— DIRECTIONS FOR THIS TASK —
Report each line of the records where "blue" occurs.

▬▬▬▬▬▬▬▬▬▬

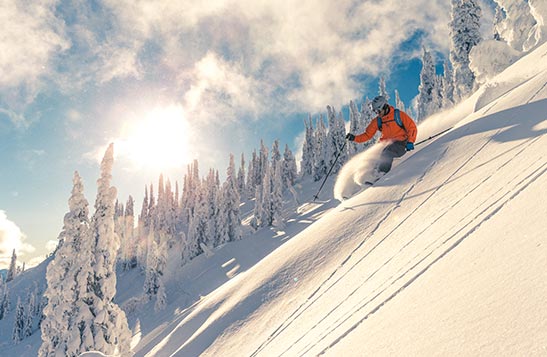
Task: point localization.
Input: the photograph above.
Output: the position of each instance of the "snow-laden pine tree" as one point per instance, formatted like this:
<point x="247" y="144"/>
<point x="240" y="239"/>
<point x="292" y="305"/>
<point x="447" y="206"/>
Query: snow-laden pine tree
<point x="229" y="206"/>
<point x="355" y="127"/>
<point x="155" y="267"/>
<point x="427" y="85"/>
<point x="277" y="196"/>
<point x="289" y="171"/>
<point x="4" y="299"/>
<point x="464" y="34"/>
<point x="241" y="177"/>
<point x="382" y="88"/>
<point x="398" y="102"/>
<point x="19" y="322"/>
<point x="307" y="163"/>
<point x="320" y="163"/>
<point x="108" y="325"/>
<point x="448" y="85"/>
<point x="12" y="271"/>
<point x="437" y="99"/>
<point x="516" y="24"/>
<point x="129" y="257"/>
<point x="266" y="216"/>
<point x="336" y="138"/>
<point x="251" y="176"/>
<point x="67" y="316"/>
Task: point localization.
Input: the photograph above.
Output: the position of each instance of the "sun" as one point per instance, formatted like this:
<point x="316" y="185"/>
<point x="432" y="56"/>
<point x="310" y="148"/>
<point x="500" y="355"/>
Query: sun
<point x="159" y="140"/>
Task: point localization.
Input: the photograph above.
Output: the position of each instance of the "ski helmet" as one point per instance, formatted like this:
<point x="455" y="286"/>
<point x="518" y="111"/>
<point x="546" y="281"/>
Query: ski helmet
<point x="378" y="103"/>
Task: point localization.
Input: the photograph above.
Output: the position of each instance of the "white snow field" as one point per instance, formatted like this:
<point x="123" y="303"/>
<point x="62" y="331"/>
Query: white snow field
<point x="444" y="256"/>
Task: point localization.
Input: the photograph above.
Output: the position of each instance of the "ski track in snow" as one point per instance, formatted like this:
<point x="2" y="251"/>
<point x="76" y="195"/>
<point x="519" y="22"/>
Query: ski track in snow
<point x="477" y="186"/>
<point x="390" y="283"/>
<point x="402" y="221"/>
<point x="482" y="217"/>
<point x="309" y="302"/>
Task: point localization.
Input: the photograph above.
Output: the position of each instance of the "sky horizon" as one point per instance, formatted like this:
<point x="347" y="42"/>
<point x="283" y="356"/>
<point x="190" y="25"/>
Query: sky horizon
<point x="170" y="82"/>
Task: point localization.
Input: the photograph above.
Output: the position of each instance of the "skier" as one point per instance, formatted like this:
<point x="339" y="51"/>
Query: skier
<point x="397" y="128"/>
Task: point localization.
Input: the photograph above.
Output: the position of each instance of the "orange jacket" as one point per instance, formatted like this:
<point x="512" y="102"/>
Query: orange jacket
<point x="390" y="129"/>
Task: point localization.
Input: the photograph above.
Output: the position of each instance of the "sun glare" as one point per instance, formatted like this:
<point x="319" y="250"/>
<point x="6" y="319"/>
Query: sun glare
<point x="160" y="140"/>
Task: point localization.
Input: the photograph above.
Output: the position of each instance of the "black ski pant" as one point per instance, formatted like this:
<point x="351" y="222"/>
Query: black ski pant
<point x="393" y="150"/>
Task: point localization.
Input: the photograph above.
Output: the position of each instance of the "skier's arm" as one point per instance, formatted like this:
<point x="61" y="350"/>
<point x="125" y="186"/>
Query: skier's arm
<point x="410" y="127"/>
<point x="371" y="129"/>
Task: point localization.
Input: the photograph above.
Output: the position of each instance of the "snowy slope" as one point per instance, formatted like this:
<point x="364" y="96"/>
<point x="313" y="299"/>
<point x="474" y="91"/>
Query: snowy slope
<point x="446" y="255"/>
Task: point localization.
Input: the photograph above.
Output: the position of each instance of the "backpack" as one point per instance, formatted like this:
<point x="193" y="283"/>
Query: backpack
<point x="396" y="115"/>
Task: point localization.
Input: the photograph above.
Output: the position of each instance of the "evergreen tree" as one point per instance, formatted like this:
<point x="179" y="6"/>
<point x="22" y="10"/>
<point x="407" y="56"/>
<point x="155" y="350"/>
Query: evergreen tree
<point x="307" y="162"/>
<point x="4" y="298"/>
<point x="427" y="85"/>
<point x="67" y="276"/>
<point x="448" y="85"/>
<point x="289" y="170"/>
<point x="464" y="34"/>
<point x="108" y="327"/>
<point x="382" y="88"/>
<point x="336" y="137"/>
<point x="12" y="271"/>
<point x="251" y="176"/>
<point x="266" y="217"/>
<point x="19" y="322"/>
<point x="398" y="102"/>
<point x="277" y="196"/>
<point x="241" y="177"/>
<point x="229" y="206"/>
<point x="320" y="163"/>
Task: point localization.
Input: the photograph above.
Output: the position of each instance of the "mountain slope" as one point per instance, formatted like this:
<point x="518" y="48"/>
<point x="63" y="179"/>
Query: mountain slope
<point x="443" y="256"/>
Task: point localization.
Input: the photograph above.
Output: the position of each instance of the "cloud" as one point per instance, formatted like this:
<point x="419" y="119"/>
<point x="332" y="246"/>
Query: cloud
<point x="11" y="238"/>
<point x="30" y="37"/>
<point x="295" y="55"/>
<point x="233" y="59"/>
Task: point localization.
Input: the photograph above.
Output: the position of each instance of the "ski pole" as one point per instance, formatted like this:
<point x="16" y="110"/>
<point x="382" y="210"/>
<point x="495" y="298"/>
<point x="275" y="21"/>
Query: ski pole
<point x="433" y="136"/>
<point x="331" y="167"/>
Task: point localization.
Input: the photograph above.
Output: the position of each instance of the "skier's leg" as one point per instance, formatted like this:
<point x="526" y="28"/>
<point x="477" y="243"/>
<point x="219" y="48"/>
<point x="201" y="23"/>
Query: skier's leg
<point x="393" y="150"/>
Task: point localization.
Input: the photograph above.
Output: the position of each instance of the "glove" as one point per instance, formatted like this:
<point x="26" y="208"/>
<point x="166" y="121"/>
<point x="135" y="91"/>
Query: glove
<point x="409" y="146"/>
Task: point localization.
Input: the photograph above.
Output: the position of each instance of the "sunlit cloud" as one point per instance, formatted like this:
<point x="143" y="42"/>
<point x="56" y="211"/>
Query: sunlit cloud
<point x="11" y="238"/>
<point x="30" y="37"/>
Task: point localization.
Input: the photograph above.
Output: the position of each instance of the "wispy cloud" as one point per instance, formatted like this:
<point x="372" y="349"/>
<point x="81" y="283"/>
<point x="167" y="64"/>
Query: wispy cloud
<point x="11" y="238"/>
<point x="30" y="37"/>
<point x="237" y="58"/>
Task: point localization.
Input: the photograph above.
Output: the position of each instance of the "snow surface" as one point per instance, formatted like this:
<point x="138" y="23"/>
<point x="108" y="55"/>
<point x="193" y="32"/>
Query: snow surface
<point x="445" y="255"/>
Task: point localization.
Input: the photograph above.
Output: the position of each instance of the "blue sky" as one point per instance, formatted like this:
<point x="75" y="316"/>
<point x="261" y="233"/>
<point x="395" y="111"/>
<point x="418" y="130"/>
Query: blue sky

▬▬▬▬▬▬▬▬▬▬

— ANSWER SPACE —
Output: the position of each instance of the "blue sky" as one point per instance, formatted like this:
Query: blue sky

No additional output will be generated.